(Stored items)
..........

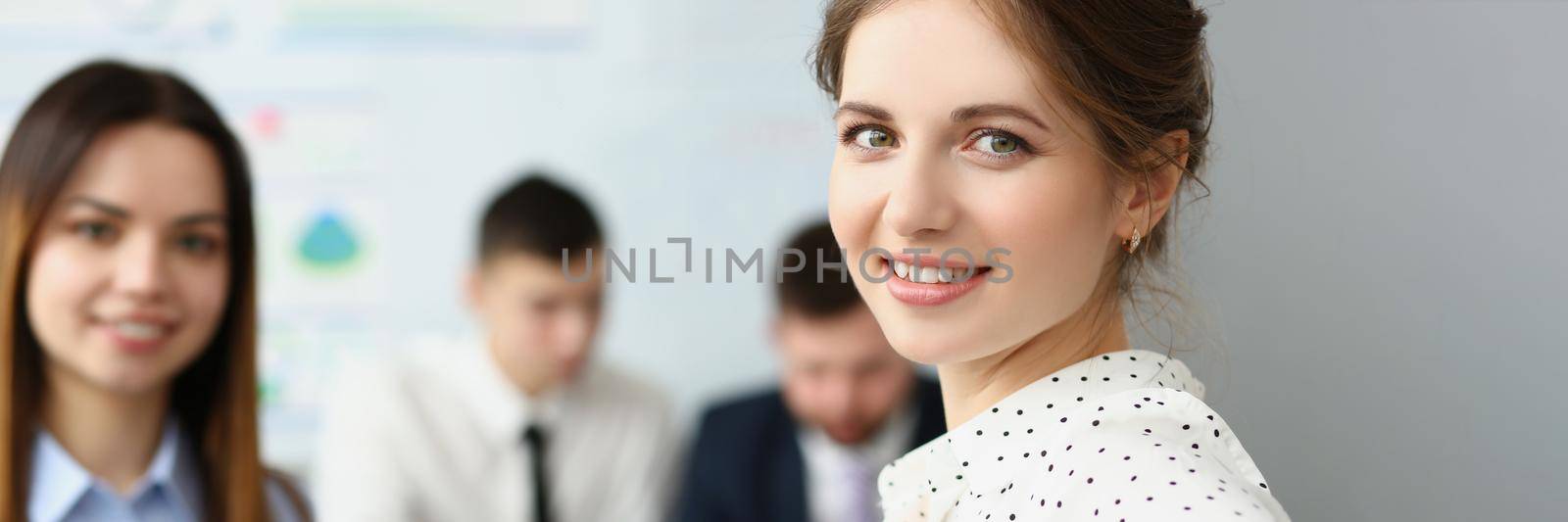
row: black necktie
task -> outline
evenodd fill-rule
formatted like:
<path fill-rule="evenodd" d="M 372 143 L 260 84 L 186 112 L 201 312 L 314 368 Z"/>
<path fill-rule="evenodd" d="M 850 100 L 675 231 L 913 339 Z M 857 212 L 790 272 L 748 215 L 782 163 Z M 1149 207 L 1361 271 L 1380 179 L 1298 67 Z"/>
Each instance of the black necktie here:
<path fill-rule="evenodd" d="M 533 469 L 533 522 L 552 522 L 550 486 L 544 480 L 544 431 L 528 425 L 522 442 L 528 447 L 528 466 Z"/>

..........

Quote all of the data above word for word, leaving out the pictures.

row: black necktie
task -> outline
evenodd fill-rule
formatted like:
<path fill-rule="evenodd" d="M 372 143 L 260 84 L 186 112 L 201 312 L 314 368 Z"/>
<path fill-rule="evenodd" d="M 850 100 L 675 231 L 913 339 Z M 857 212 L 790 272 L 748 215 L 782 163 Z M 1149 207 L 1361 271 L 1380 179 L 1298 67 Z"/>
Each instance of the black necktie here:
<path fill-rule="evenodd" d="M 533 469 L 533 522 L 552 522 L 550 486 L 544 480 L 544 431 L 528 425 L 522 442 L 528 447 L 528 466 Z"/>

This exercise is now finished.